## Source document
Mark Groudine

We are investigating the relationships among chromatin structure, transcriptional activators and the regulation of gene expression during erythroid differentiation. Using the human and mouse beta-globin loci as models, we have: (1) analyzed the function of locus control region (LCR) by targeted deletion in cell lines and mice (accomplished via homologous and site specific recombination); (2) determined the composition of erythroid specific transcription complexes prior to and after erythroid differentiation (by mass spectrometry); and (3) determined the binding of such complexes to the beta-globin locus regulatory elements by chromatin immune-precipitation (ChIP). We have combined these molecular and biochemical studies with fluorescence in situ hybridization (FISH) to visualize the nuclear location of the beta-globin loci and immunofluorescence studies to detect the subcellular localization of regulatory proteins during erythroid differentiation in vivo and in vitro. Our results suggest a multi-step model for gene activation, involving alterations in the nuclear location of the loci and transactivators, the binding of these factors to elements in the beta-globin loci, and the subsequent high level transcription of the beta-globin genes. Our work has also revealed that the mammalian interphase nucleus is organized in a non-random, tissue-specific fashion reflecting the genomic organization of genes that are co-regulated during differentiation.

## Data for review

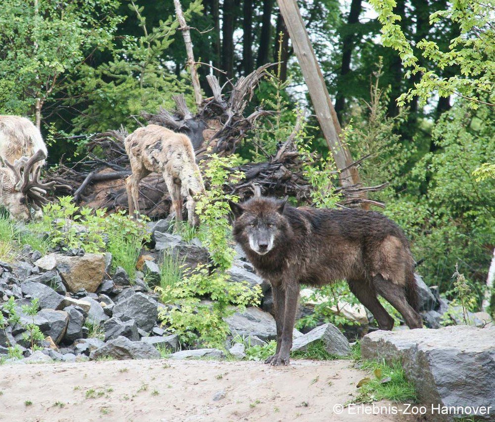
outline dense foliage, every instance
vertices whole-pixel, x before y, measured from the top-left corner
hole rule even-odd
[[[280,62],[249,106],[277,113],[258,122],[240,156],[229,159],[264,160],[304,110],[298,145],[313,160],[304,170],[315,188],[313,203],[334,206],[335,169],[276,2],[181,3],[195,57],[203,63],[198,70],[205,96],[210,72],[228,85],[258,65]],[[367,157],[360,169],[364,183],[389,182],[370,197],[384,202],[384,212],[404,229],[428,284],[454,294],[457,263],[479,303],[495,239],[494,0],[299,4],[353,158]],[[194,110],[177,27],[172,1],[9,1],[0,8],[0,113],[29,115],[39,123],[53,143],[53,163],[75,151],[68,135],[121,124],[132,130],[142,110],[169,108],[180,93]],[[205,228],[198,234],[221,269],[232,255],[225,238],[228,209],[218,200],[224,198],[223,182],[215,178],[232,165],[209,162],[204,170],[211,187],[198,204]],[[58,233],[70,211],[64,206],[63,212],[49,209],[50,218],[62,222],[46,221],[46,229],[57,242],[81,245],[70,230]],[[76,214],[79,222],[98,226],[99,212]],[[93,227],[83,247],[100,250],[103,240]],[[1,221],[0,231],[5,235],[0,256],[13,242],[25,241]],[[108,240],[116,255],[135,249],[123,239]],[[141,244],[141,235],[135,241]],[[198,279],[198,286],[202,282]]]

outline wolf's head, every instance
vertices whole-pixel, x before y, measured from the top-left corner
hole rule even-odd
[[[272,250],[283,239],[288,225],[284,216],[287,198],[254,197],[242,204],[229,201],[234,213],[234,235],[245,249],[258,255]]]

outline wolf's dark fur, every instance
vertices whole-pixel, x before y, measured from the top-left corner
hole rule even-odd
[[[231,202],[231,207],[236,241],[272,287],[277,353],[267,362],[289,362],[300,283],[321,286],[345,279],[382,329],[392,329],[394,320],[377,294],[397,309],[410,328],[422,326],[408,242],[383,215],[296,208],[263,197],[241,205]]]

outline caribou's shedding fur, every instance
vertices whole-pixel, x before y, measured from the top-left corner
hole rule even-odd
[[[161,174],[170,197],[176,222],[182,219],[183,198],[190,224],[197,226],[194,197],[205,191],[190,139],[156,124],[137,129],[125,138],[132,174],[126,180],[129,214],[139,212],[140,181],[152,172]]]
[[[12,219],[29,220],[30,207],[39,216],[41,206],[48,202],[45,189],[51,184],[39,181],[47,155],[41,133],[30,121],[0,116],[0,162],[3,165],[0,167],[0,205]]]

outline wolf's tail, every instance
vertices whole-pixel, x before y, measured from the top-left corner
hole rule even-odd
[[[407,271],[405,277],[405,296],[411,307],[416,312],[419,311],[419,301],[418,295],[418,286],[416,284],[413,267]]]

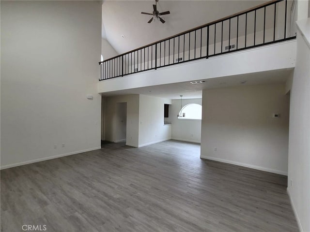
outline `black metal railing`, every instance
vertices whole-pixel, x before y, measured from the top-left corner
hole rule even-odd
[[[99,80],[295,39],[294,4],[273,0],[100,62]]]

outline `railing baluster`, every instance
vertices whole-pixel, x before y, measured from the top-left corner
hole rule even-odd
[[[215,55],[216,35],[217,34],[217,24],[214,24],[214,55]]]
[[[207,58],[209,58],[209,26],[207,29],[208,37],[207,37]]]
[[[143,70],[145,70],[145,48],[144,47],[144,69]]]
[[[222,38],[221,39],[221,53],[223,52],[223,21],[222,21]],[[208,56],[207,56],[207,58]]]
[[[196,58],[196,30],[195,30],[195,43],[194,44],[194,59]]]
[[[248,13],[246,14],[246,32],[245,34],[244,47],[247,47],[247,26],[248,24]]]
[[[287,11],[287,0],[284,0],[285,1],[285,19],[284,19],[284,39],[285,39],[286,38],[286,14],[287,14],[286,12]]]
[[[155,44],[155,69],[157,69],[157,44]]]
[[[238,37],[239,34],[239,15],[237,17],[237,42],[236,43],[236,50],[238,49]]]
[[[276,38],[276,11],[277,9],[277,3],[275,4],[275,13],[274,14],[273,18],[273,41],[275,41],[275,38]]]
[[[190,59],[190,32],[188,33],[188,60]]]
[[[170,39],[169,39],[169,57],[168,59],[168,64],[170,64]]]
[[[160,50],[159,50],[159,67],[161,67],[161,42],[160,42],[159,44],[160,44]]]
[[[102,78],[102,63],[100,63],[100,78],[99,78],[99,80],[100,81]]]
[[[265,28],[266,26],[266,7],[264,8],[264,38],[263,43],[265,43]]]
[[[149,69],[150,66],[149,65],[149,60],[150,59],[150,46],[147,47],[147,69]]]
[[[185,58],[185,34],[183,35],[183,61],[184,61],[184,58]]]
[[[200,57],[202,57],[202,29],[200,29]]]
[[[228,33],[228,51],[230,51],[231,46],[231,19],[229,19],[229,33]]]
[[[174,43],[175,42],[175,37],[173,37],[173,63],[174,63]]]
[[[166,40],[164,43],[164,65],[166,65]]]
[[[256,10],[255,10],[254,15],[254,45],[255,45],[255,38],[256,33]]]
[[[178,42],[178,62],[180,62],[180,36],[179,36],[179,42]]]

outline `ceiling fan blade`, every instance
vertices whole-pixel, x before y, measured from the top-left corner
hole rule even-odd
[[[141,12],[141,14],[149,14],[150,15],[153,15],[153,14],[150,14],[150,13],[146,13],[145,12]]]
[[[162,12],[161,13],[158,14],[159,15],[163,15],[164,14],[170,14],[170,11],[165,11],[165,12]]]
[[[163,20],[162,18],[161,18],[160,17],[158,16],[158,18],[159,18],[159,19],[160,20],[160,22],[161,22],[163,23],[165,23],[165,22],[166,22],[164,20]]]

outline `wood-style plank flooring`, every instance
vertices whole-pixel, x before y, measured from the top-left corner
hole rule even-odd
[[[1,171],[1,231],[298,231],[286,176],[200,159],[199,145],[106,144]]]

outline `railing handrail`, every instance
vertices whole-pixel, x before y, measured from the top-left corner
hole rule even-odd
[[[158,41],[156,41],[155,42],[152,43],[151,44],[147,44],[147,45],[144,45],[144,46],[142,46],[139,47],[138,48],[136,48],[135,49],[132,50],[131,51],[129,51],[128,52],[125,52],[124,53],[123,53],[123,54],[119,55],[118,56],[116,56],[112,57],[111,58],[109,58],[108,59],[107,59],[106,60],[104,60],[103,61],[99,62],[99,64],[100,64],[101,63],[103,63],[104,62],[106,62],[106,61],[107,61],[113,59],[115,59],[116,58],[118,58],[122,57],[123,56],[126,55],[127,54],[131,53],[132,52],[134,52],[137,51],[138,51],[139,50],[140,50],[140,49],[141,49],[142,48],[146,48],[146,47],[149,47],[150,46],[153,46],[153,45],[155,45],[155,44],[159,44],[159,43],[163,42],[164,41],[166,41],[167,40],[170,40],[171,39],[175,38],[175,37],[179,36],[180,35],[183,35],[183,34],[187,34],[187,33],[190,33],[190,32],[191,32],[192,31],[195,31],[196,30],[198,30],[198,29],[202,29],[203,28],[205,28],[206,27],[208,27],[208,26],[212,25],[213,24],[215,24],[216,23],[219,23],[219,22],[222,22],[222,21],[224,21],[228,20],[230,18],[233,18],[234,17],[240,16],[241,15],[244,14],[245,14],[248,13],[249,12],[251,12],[252,11],[260,9],[262,8],[263,7],[265,7],[266,6],[268,6],[270,5],[272,5],[274,3],[276,3],[277,2],[279,2],[282,1],[283,0],[271,0],[269,1],[267,1],[267,2],[265,2],[264,3],[261,4],[260,5],[258,5],[257,6],[253,7],[252,7],[251,8],[245,10],[244,11],[241,11],[240,12],[234,14],[231,14],[229,16],[227,16],[224,17],[223,18],[220,18],[219,19],[217,19],[216,20],[213,21],[212,22],[210,22],[206,23],[205,24],[203,24],[202,25],[197,27],[196,28],[190,29],[189,30],[186,30],[185,31],[183,31],[182,32],[179,33],[178,33],[178,34],[177,34],[176,35],[172,35],[171,36],[170,36],[170,37],[166,38],[165,39],[163,39],[162,40],[158,40]]]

## Task goal
Write the next part of the text on chromatin structure and beta-globin gene regulation during erythroid differentiation, starting after its final sentence. The items play no part in the work that follows.

## Response box
Our principal findings include:

1. The LCR is essential for high level transcription of the beta-globin genes in differentiated erythroid cells. To determine the molecular mechanisms underlying LCR function, we investigated factor recruitment to the adult beta-globin gene in wild-type WT and locus control region knockout (DLCR) loci in mice. We found that while the LCR deletion has little effect on activator recruitment and pre-initiation complex (PIC) assembly, it has a dramatic effect on ser-5 phosphorylation of RNA polymerase II and transcriptional elongation. Thus in contrast to prevailing views, the LCR functions primarily downstream of activator recruitment and PIC assembly.

2. Looping of gene loci from their chromosome territories (CTs) in the interphase nucleus reflects poised and repressed states, in addition to the transcriptionally active state. We have found that wild type murine and human beta-globin loci are looped away from their CTs at a high frequency in an erythroblast cell background prior to activation of globin gene expression. Conversely, a mutant allele lacking the LCR (DLCR) does not loop from the CT. This result suggests that the LCR-dependent poising of the globin locus away from the CT may be essential for access to subsets of the transcriptional machinery prior to activated transcription. Replacement of the LCR with a B-cell specific regulatory element (IgH LCR) that represses gene activity in non-B cells also resulted in looping of the globin locus away from its CT into the repressive centromeric heterochromatin compartment. These results indicate that chromosome territory looping may play a significant role in cell-type specific transcriptional activation or repression of a locus.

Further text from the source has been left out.